Write the records out again exactly, but without pictures.

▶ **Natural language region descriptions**
※

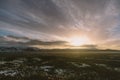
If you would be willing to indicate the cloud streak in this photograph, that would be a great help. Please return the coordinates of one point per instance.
(60, 19)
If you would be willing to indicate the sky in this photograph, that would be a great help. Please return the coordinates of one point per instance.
(53, 23)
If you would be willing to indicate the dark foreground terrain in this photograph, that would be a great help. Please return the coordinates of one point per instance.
(60, 65)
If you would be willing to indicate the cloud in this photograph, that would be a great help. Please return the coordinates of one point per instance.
(54, 20)
(90, 46)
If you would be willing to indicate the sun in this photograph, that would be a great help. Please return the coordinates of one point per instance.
(78, 41)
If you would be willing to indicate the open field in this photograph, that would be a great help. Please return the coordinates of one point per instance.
(60, 65)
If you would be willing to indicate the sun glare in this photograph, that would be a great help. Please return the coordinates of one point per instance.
(78, 41)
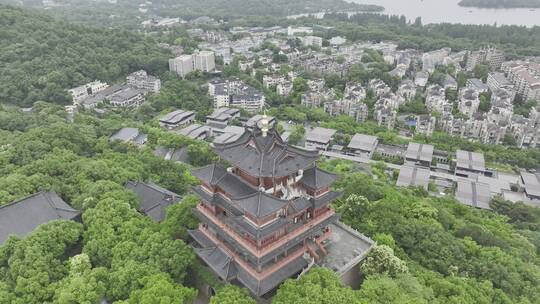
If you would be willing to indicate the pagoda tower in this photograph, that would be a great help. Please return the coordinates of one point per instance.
(266, 215)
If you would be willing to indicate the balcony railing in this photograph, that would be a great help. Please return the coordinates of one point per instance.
(260, 252)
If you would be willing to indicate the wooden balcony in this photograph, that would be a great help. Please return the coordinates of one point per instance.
(260, 252)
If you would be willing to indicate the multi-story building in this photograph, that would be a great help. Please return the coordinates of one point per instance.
(434, 58)
(204, 61)
(360, 112)
(497, 81)
(425, 124)
(235, 93)
(268, 217)
(489, 55)
(379, 87)
(469, 101)
(141, 80)
(199, 61)
(385, 116)
(284, 88)
(436, 100)
(81, 92)
(182, 65)
(312, 41)
(314, 99)
(406, 90)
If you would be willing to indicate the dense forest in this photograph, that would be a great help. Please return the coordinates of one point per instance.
(516, 41)
(430, 250)
(500, 3)
(41, 58)
(131, 13)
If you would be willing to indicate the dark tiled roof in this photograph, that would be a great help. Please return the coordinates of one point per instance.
(260, 204)
(326, 199)
(153, 199)
(265, 156)
(21, 217)
(258, 233)
(315, 178)
(217, 175)
(221, 262)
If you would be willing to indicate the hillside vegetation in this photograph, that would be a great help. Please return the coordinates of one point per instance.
(40, 58)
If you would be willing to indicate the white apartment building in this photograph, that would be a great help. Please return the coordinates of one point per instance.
(81, 92)
(204, 61)
(141, 80)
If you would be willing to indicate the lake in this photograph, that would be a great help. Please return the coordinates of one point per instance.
(438, 11)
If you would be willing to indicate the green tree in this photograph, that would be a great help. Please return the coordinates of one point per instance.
(231, 294)
(160, 289)
(317, 286)
(381, 260)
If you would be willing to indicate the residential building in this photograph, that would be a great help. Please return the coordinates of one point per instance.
(497, 81)
(410, 176)
(196, 131)
(425, 124)
(477, 85)
(178, 118)
(312, 41)
(469, 164)
(153, 199)
(363, 145)
(449, 83)
(221, 117)
(258, 120)
(436, 100)
(235, 93)
(319, 138)
(203, 61)
(130, 135)
(360, 112)
(474, 194)
(142, 81)
(421, 79)
(385, 116)
(21, 217)
(490, 55)
(469, 101)
(182, 65)
(406, 90)
(268, 217)
(379, 87)
(432, 59)
(419, 154)
(81, 92)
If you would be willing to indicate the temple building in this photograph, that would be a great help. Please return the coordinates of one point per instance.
(266, 216)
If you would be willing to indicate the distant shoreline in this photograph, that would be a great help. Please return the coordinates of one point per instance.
(500, 4)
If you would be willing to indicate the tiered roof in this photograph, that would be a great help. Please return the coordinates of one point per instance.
(265, 156)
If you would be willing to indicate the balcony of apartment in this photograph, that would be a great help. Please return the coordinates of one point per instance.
(259, 251)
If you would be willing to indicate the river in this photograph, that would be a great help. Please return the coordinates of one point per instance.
(438, 11)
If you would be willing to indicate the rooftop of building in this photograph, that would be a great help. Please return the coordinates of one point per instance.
(23, 216)
(153, 199)
(177, 116)
(346, 248)
(265, 155)
(363, 142)
(320, 135)
(419, 152)
(475, 194)
(470, 160)
(413, 176)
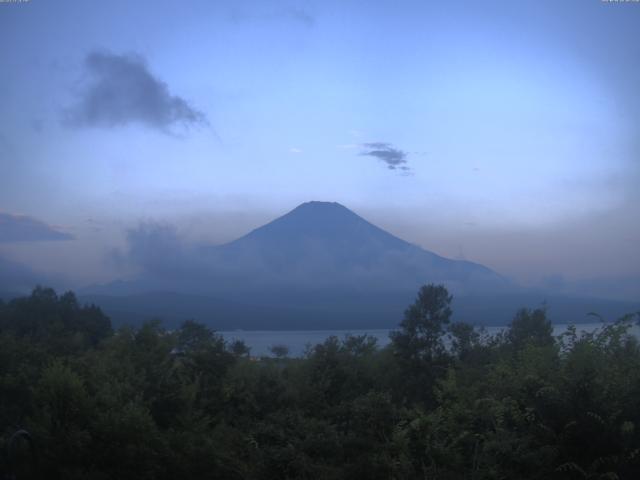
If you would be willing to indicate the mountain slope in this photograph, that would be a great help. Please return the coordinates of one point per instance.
(324, 245)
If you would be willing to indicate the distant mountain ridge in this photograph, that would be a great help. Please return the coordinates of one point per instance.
(326, 245)
(319, 266)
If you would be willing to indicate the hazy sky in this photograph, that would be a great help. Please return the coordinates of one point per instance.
(507, 133)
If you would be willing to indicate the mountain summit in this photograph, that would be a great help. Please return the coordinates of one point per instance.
(318, 266)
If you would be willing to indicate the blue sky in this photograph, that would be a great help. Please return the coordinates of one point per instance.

※

▶ **Task result**
If you would be willing to indicate the cloud streak in this photograph, that would be a great help. Please return the coordinates of one point per instance.
(60, 19)
If you would be willing to indicate the sky in this photograph, that would be a great help. Please return the coordinates of one point per instance.
(53, 23)
If you would be willing to indicate the dark foreground terrain in this photograph, that would be a great help. Please return the coordinates of one point per instance.
(60, 65)
If you would be willing to indicate the cloud in this photograph, that would be a great help. Please return the coordinates of one point per instance.
(54, 20)
(90, 46)
If you would be willing to indicate the sun in this photograph, that would be a great help. Please return the coordinates of one point per instance.
(78, 41)
If you would be willing to indicate the open field in this photograph, that would be a great help. Please return the coordinates of one point per instance.
(60, 65)
If you would be willing to indicate the sun glare in this photograph, that would be a great help. Please return the coordinates of one point per instance.
(78, 41)
If you would be willing to indicate the pagoda tower in this photograph, that would be a great help. Please return the coordinates of one point per instance.
(266, 215)
If you would be willing to indicate the balcony railing in this photograph, that would be a great help. Please return the coordinates of one point per instance.
(260, 252)
If you would be willing to indicate the wooden balcony in this photograph, that would be a great help. Please return the coordinates of one point per instance.
(260, 252)
If you would be willing to indicate the multi-story building in this photograph, that would be a great help. Please return the coordinates of one point per instance.
(434, 58)
(204, 61)
(360, 112)
(497, 81)
(425, 124)
(235, 93)
(268, 217)
(489, 55)
(379, 87)
(469, 101)
(141, 80)
(199, 61)
(385, 116)
(284, 88)
(436, 100)
(81, 92)
(182, 65)
(312, 41)
(314, 99)
(406, 90)
If you would be willing to indicate the dense forest in this photograph, that would be a great help. Please return the coordinates of one point per instance.
(516, 41)
(430, 250)
(500, 3)
(41, 58)
(131, 13)
If you would be willing to indicate the dark tiled roof in this photograph, that would be a great help. Please return the coordinates of one point per instance.
(260, 204)
(326, 199)
(153, 199)
(265, 156)
(21, 217)
(258, 233)
(315, 178)
(217, 175)
(221, 262)
If you would be willing to indicate the hillside vegetation in this photograph, that would be a great help. Please return the coordinates of one point per instance.
(40, 58)
If you would be willing to indicate the white apartment building in this photograph, that would be a great help. Please return the coordinates of one point per instance.
(81, 92)
(204, 61)
(141, 80)
If you would be willing to indicate the lake in this photograph, that would be a great help. Please return the coordinates of one point per instance.
(438, 11)
If you would be willing to indicate the green tree in this photograph, that would be a great help. Please return the coordinates of one point per instance.
(231, 294)
(160, 289)
(317, 286)
(381, 260)
If you would be willing to indicate the residential building in this photograph, that would be a great help. Please return the coordinates of one point per instance.
(497, 81)
(410, 176)
(196, 131)
(425, 124)
(477, 85)
(178, 118)
(312, 41)
(469, 164)
(153, 199)
(363, 145)
(449, 83)
(221, 117)
(258, 120)
(436, 100)
(235, 93)
(319, 138)
(203, 61)
(130, 135)
(360, 112)
(474, 194)
(142, 81)
(421, 79)
(385, 116)
(21, 217)
(490, 55)
(469, 101)
(182, 65)
(406, 90)
(268, 217)
(379, 87)
(432, 59)
(419, 154)
(81, 92)
If you would be willing to indicate the temple building in this photograph, that would be a great help. Please return the coordinates of one point per instance.
(266, 216)
If you would be willing to indicate the distant shoreline in this photograph, that would be a great help. Please return the coordinates of one point per instance.
(500, 4)
If you would be willing to indicate the tiered roof in this photograph, that would be a great help. Please return the coordinates of one point per instance.
(265, 156)
If you would be willing to indicate the balcony of apartment in this photograph, that would be a great help. Please return the coordinates of one point per instance.
(259, 251)
If you would be willing to indicate the river in this photograph, that would be a great help. Please return the coordinates of one point per instance.
(438, 11)
If you would be willing to indicate the rooftop of building in this photograph, that would be a great help. Please return the coordinates of one point per instance.
(23, 216)
(153, 199)
(177, 116)
(346, 248)
(265, 155)
(363, 142)
(320, 135)
(419, 152)
(475, 194)
(470, 160)
(413, 176)
If you would be willing to indicate the mountain slope in this photograph, that would be a great help. Please return the coordinates of one point per instance.
(324, 245)
If you would be willing to indicate the distant mountain ridge in this photograph, that would be a great help. Please return the coordinates of one point per instance.
(326, 245)
(319, 266)
If you would be willing to indicate the hazy sky in this photograph, that would be a great help. Please return the coordinates of one point per instance.
(507, 133)
If you would be willing to indicate the mountain summit in this photograph, that would be a great help. Please return the coordinates of one point per instance.
(318, 266)
If you would be willing to indicate the blue sky in this photograph, that would be a great help. Please return the coordinates of one point per instance.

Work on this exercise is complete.